## AIM
Could you lay out this listing as a Markdown table with the columns Row and Line, numbering each line and leaving out blank lines?

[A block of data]
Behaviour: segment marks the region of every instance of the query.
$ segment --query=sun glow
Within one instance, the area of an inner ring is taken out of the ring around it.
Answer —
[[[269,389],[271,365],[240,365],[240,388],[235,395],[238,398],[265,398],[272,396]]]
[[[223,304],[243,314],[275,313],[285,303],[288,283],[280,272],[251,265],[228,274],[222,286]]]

## ANSWER BELOW
| Row | Line |
|---|---|
| 1 | Behaviour: segment marks the region of every instance of the query. |
| 2 | $ segment --query=sun glow |
| 3 | Within one instance, the area of an inner ring is taken out of the ring around it. |
| 4 | Answer — |
| 5 | [[[269,389],[271,365],[240,365],[240,388],[235,395],[238,398],[265,398],[272,396]]] |
| 6 | [[[223,304],[243,314],[275,313],[285,303],[288,283],[280,272],[251,265],[228,274],[222,286]]] |